Exercise 1: In the certificate of correction, on what date was the Certificate of Amendment filed?
Exercise 2: Summarize the certificate of correction in two sentences.
Exercise 3: Write out the certificate of correction starting with "2.     An Amended and" and going on through "of the Law.".

Text:

CERTIFICATE OF CORRECTION

OF

NEONODE INC.

 

Neonode Inc. (the “Corporation”), a corporation organized and existing under and by virtue of the General Corporation Law of the State of Delaware (the “Law”), does hereby certify:

 

1.     The name of the Corporation is Neonode Inc.

 

2.     An Amended and Restated Certificate of Incorporation was filed by the Secretary of State of Delaware (the “Restated Certificate”) on April 17, 2009; a Certificate of Amendment was filed on March 25, 2011 (the “Certificate of Amendment”); and a Certificate of Correction was filed on February 29, 2012. Said Certificate of Amendment requires correction as permitted by Section 103 of the Law.

 

3.     The inaccuracies or defects of such Certificate of Amendment are:

 

The Board of Directors of the Corporation resolved that the Certificate of Correction filed on February 29, 2012 should more clearly state the intended correction and determined that a subsequent Certificate of Correction be filed to reflect the intended correction at a meeting held on March 20, 2012, which Stockholders approved such correction as of May 10, 2012.

Extracted entries:
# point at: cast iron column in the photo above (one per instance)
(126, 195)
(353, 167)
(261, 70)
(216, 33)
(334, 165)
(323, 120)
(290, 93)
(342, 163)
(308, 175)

Task result 1: March 25, 2011

Task result 2: Neonode Inc., a Delaware corporation, certifies that its Certificate of Amendment, filed on March 25, 2011, requires correction as permitted by Section 103 of the General Corporation Law of the State of Delaware. The Board of Directors resolved that the Certificate of Correction filed on February 29, 2012 should more clearly state the intended correction and, at a meeting held on March 20, 2012, determined that a subsequent Certificate of Correction be filed, which Stockholders approved as of May 10, 2012.

Task result 3:
2.     An Amended and Restated Certificate of Incorporation was filed by the Secretary of State of Delaware (the “Restated Certificate”) on April 17, 2009; a Certificate of Amendment was filed on March 25, 2011 (the “Certificate of Amendment”); and a Certificate of Correction was filed on February 29, 2012. Said Certificate of Amendment requires correction as permitted by Section 103 of the Law.